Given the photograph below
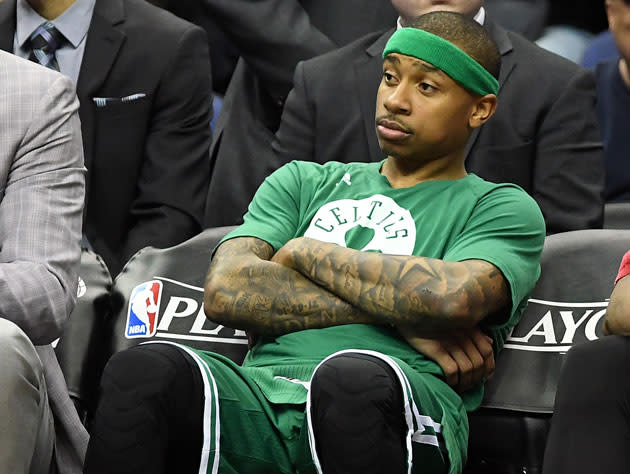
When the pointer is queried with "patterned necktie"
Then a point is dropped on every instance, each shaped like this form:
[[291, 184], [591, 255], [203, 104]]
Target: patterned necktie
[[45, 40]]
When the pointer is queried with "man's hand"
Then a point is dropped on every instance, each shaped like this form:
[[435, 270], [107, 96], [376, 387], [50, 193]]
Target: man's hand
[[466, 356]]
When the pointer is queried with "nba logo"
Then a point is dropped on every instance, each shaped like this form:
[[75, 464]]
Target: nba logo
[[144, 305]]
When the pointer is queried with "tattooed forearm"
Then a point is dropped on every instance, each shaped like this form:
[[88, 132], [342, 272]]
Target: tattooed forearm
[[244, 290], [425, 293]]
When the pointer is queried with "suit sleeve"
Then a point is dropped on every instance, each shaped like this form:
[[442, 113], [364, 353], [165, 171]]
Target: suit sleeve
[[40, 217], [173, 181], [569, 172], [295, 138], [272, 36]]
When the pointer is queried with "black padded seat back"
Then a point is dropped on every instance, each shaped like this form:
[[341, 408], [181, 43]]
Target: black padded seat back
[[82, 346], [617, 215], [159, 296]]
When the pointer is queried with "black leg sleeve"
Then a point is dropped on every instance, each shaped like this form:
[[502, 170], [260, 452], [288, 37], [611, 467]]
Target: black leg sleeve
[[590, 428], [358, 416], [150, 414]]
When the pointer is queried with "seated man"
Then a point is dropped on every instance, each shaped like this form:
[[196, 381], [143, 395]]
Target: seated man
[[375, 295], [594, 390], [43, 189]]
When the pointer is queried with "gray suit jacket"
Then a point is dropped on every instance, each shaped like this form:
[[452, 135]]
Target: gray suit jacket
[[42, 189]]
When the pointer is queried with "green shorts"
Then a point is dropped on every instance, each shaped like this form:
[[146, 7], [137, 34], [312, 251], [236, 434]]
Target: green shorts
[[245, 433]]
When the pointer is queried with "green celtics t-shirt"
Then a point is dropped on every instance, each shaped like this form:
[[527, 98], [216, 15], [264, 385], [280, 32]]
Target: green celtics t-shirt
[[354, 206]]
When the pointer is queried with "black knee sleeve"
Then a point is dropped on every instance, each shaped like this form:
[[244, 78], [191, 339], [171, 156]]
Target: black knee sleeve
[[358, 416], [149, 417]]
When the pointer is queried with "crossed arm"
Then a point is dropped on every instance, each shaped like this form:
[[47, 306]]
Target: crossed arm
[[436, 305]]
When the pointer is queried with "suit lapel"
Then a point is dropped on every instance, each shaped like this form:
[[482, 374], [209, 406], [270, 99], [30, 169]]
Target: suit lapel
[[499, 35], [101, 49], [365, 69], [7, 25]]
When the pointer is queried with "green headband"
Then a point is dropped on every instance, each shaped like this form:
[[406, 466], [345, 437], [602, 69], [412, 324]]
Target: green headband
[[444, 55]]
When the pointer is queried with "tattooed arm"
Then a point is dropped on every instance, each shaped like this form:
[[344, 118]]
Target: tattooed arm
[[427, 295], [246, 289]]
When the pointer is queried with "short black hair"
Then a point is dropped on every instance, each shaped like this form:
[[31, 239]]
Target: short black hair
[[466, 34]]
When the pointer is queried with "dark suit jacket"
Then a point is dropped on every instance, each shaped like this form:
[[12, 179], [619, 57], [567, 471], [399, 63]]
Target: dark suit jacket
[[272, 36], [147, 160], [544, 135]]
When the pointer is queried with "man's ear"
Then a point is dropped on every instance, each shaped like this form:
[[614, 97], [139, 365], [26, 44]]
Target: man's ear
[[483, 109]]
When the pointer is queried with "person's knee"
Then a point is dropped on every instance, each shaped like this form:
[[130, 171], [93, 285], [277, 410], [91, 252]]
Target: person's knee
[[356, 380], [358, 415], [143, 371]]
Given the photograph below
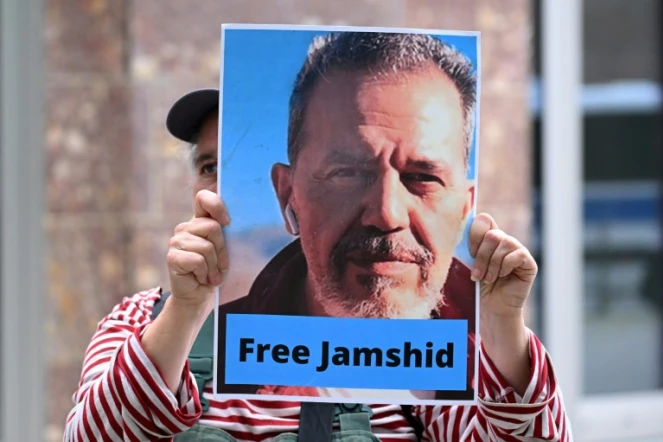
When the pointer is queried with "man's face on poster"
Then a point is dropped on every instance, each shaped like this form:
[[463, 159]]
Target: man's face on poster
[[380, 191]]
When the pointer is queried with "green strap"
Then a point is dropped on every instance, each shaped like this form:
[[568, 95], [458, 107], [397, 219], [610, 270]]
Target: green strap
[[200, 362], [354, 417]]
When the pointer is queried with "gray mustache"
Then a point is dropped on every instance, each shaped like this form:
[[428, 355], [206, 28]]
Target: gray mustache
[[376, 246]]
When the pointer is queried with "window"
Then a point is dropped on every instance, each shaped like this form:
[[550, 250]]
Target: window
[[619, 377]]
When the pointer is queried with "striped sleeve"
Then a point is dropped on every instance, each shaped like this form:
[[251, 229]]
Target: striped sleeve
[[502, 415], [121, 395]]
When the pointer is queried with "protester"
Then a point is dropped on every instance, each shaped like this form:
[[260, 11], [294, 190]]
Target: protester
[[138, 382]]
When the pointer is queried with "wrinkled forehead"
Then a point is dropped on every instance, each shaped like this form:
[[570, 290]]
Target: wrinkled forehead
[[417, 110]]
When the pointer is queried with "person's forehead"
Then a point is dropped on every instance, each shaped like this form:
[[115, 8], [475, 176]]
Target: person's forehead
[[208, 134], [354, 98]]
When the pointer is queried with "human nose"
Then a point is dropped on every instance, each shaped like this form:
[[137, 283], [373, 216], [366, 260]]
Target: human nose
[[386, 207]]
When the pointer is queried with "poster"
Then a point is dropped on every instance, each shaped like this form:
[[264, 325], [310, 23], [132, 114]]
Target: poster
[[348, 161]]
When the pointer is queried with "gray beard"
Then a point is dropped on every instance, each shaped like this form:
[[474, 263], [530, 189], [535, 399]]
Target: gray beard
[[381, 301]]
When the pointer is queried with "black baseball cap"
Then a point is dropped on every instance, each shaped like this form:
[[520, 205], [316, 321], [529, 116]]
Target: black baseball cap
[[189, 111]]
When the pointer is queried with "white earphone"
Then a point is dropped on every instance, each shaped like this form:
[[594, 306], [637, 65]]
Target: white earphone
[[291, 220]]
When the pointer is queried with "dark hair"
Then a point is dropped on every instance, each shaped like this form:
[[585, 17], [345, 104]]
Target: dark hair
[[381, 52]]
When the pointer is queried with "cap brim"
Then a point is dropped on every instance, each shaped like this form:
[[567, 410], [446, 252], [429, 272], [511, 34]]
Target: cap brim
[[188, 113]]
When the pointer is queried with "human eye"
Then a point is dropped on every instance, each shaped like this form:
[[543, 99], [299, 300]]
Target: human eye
# # # #
• [What the task asks]: Turn the lines above into a JSON list of strings, one string per line, skipping any blank lines and leaving out the pictures.

• [Exercise answer]:
[
  "Given the photograph below",
  "When the pointer is queried with \"patterned necktie\"",
  "Then a point is dropped on every instance, each shaped like this form:",
  "[[291, 184], [591, 255], [203, 104]]",
  "Target: patterned necktie",
  "[[45, 40]]",
  "When the pointer is queried with \"man's hand\"",
  "Then a point is dropped on every instance, each shaped like this form:",
  "[[435, 270], [107, 96], [376, 387], [50, 193]]",
  "Target: man's hand",
  "[[466, 356]]",
  "When the pointer is queried with \"nba logo\"",
  "Then a point is dropped on every instance, each shaped like this form:",
  "[[75, 464]]",
  "Target: nba logo",
  "[[144, 305]]",
  "When the pointer is queried with \"tattooed forearm\"",
  "Then a point is dropped on every instance, each shaped like this form:",
  "[[88, 132], [342, 272]]",
  "Target: tattooed forearm",
  "[[244, 290], [425, 293]]",
  "When the pointer is queried with \"suit sleeve\"",
  "Then a point is dropped on every instance, each shaped like this form:",
  "[[442, 113], [364, 353], [165, 171]]",
  "Target: suit sleeve",
  "[[40, 217], [173, 181], [569, 172], [295, 138], [272, 36]]",
  "When the pointer is queried with \"black padded seat back\"",
  "Then a point is dropped on every instance, each shaped like this form:",
  "[[341, 408], [181, 43]]",
  "Target: black padded seat back",
  "[[82, 346], [617, 215], [159, 296]]",
  "When the pointer is queried with \"black leg sleeve\"",
  "Then a point is dropped on every instance, each shaped like this form:",
  "[[502, 170], [260, 452], [288, 37], [611, 467]]",
  "Target: black leg sleeve",
  "[[590, 428], [358, 416], [150, 414]]",
  "When the pointer is queried with \"seated man\"",
  "Then a point is dropped on every instance, each shaped like this form:",
  "[[196, 381], [143, 395]]",
  "Target: seated man",
  "[[375, 295], [594, 390], [43, 189]]",
  "When the pointer is queried with \"gray suit jacket\"",
  "Then a point is dropped on every instance, each shaped like this form:",
  "[[452, 135]]",
  "Target: gray suit jacket",
  "[[42, 189]]",
  "When the pointer is queried with \"green shorts\"",
  "Then a point is dropped on every instance, each shaped like this form:",
  "[[146, 7], [137, 34], [312, 251], [236, 434]]",
  "Target: green shorts",
  "[[245, 433]]",
  "When the pointer is queried with \"green celtics t-shirt\"",
  "Then a point is dropped on every instance, each shaped like this form:",
  "[[527, 98], [216, 15], [264, 385], [280, 32]]",
  "Target: green celtics t-shirt",
  "[[354, 206]]",
  "When the pointer is queried with \"black knee sleeve\"",
  "Then a point is dropped on every instance, each shaped like this form:",
  "[[244, 78], [191, 339], [171, 156]]",
  "Target: black knee sleeve",
  "[[358, 416], [149, 417]]",
  "When the pointer is queried with \"crossed arm\"",
  "Then a point is dropped on every instance, each shaped like this form:",
  "[[47, 306]]",
  "Target: crossed arm",
  "[[436, 305]]",
  "When the pointer is queried with \"suit lapel\"",
  "Then a point is dropped on every instance, each shaped like this form:",
  "[[482, 374], [209, 406], [270, 99], [30, 169]]",
  "Target: suit lapel",
  "[[499, 35], [101, 49], [365, 69], [7, 25]]",
  "When the pointer is queried with \"green headband\"",
  "Then a point is dropped on every instance, each shaped like this form:",
  "[[406, 466], [345, 437], [602, 69], [412, 324]]",
  "Target: green headband",
  "[[444, 55]]",
  "When the pointer is queried with \"tattooed arm\"",
  "Then a point is dropped on every instance, each shaped like this form:",
  "[[344, 118]]",
  "Target: tattooed arm",
  "[[427, 295], [246, 289]]",
  "When the pointer is queried with \"short black hair\"",
  "Then a point is dropped on every instance, each shaped like this form:",
  "[[31, 239]]",
  "Target: short black hair",
  "[[466, 34]]",
  "When the pointer is queried with \"dark suit jacket\"",
  "Then a point is dropped on every instance, each shaped like this form:",
  "[[12, 179], [619, 57], [567, 471], [399, 63]]",
  "Target: dark suit jacket",
  "[[272, 36], [147, 160], [544, 135]]",
  "When the pointer is queried with \"man's ear\"",
  "Then a point is dropped on every instance, each shaped like this form:",
  "[[614, 97], [139, 365], [26, 44]]",
  "Target: man's ear",
  "[[483, 109]]",
  "When the pointer is queried with \"person's knee\"",
  "Then a point is dropped on every instance, each shaped like this form:",
  "[[130, 171], [93, 285], [277, 410], [91, 252]]",
  "Target: person's knee",
  "[[356, 380], [358, 415], [143, 371]]",
  "Given the photograph below",
  "When the pointer is queried with \"man's face on poster\"",
  "Then a point is dropped on every instance, each shaped like this form:",
  "[[463, 159]]",
  "Target: man's face on poster",
  "[[380, 191]]",
  "When the pointer is queried with \"green strap\"",
  "Then a point is dropped on every instance, each shaped like this form:",
  "[[568, 95], [458, 107], [397, 219], [610, 270]]",
  "Target: green strap",
  "[[200, 362], [354, 417]]",
  "When the pointer is queried with \"gray mustache\"",
  "Then a point is dropped on every instance, each shaped like this form:",
  "[[428, 355], [206, 28]]",
  "Target: gray mustache",
  "[[376, 246]]",
  "When the pointer is queried with \"window\"",
  "Then a point is dropped on every instance, each shaped like this form:",
  "[[550, 250]]",
  "Target: window",
  "[[619, 377]]",
  "When the pointer is queried with \"striped sleeve\"",
  "Then a point is dropped on every instance, each shaped like this form:",
  "[[251, 229]]",
  "Target: striped sleeve",
  "[[502, 415], [121, 395]]",
  "When the pointer is queried with \"protester\"",
  "Then a point is dropped on every instance, each shaped like this form:",
  "[[260, 11], [294, 190]]",
  "Target: protester",
  "[[138, 382]]",
  "When the pointer is queried with \"wrinkled forehead\"",
  "Then a point is dropped on every instance, each shaped like this form:",
  "[[570, 290]]",
  "Target: wrinkled forehead",
  "[[417, 110]]",
  "When the pointer is queried with \"person's forehead\"",
  "Then a point is dropped on every instance, each shaped like this form:",
  "[[115, 8], [475, 176]]",
  "Target: person's forehead",
  "[[208, 134], [354, 98]]",
  "When the pointer is queried with \"human nose\"",
  "Then a point is dropped on every instance, each shaped like this form:",
  "[[137, 283], [373, 216], [366, 260]]",
  "Target: human nose",
  "[[386, 207]]",
  "When the pointer is queried with \"poster\"",
  "Then a point is dropped on every instance, each shaped like this form:",
  "[[264, 325], [310, 23], [132, 114]]",
  "Target: poster",
  "[[348, 161]]",
  "When the pointer is queried with \"gray beard\"",
  "Then a point is dropped on every instance, each shaped like this form:",
  "[[474, 263], [530, 189], [535, 399]]",
  "Target: gray beard",
  "[[381, 301]]",
  "When the pointer is queried with \"black baseball cap\"",
  "Then a point is dropped on every instance, each shaped like this form:",
  "[[520, 205], [316, 321], [529, 116]]",
  "Target: black baseball cap",
  "[[189, 111]]",
  "When the pointer is queried with \"white earphone\"",
  "Then a point is dropped on every instance, each shaped like this form:",
  "[[594, 306], [637, 65]]",
  "Target: white earphone",
  "[[291, 220]]",
  "When the pointer is queried with \"dark hair\"",
  "Then a point is dropped on every instance, each shaped like this form:",
  "[[585, 17], [345, 104]]",
  "Target: dark hair",
  "[[381, 52]]",
  "When the pointer is queried with \"cap brim\"",
  "Then a point is dropped on every instance, each shaped like this form:",
  "[[567, 410], [446, 252], [429, 272], [511, 34]]",
  "Target: cap brim",
  "[[188, 113]]",
  "When the pointer is queried with \"human eye\"",
  "Then a point is dropped on every instance, each shaped like this form:",
  "[[543, 99], [299, 300]]",
  "Target: human eye"
]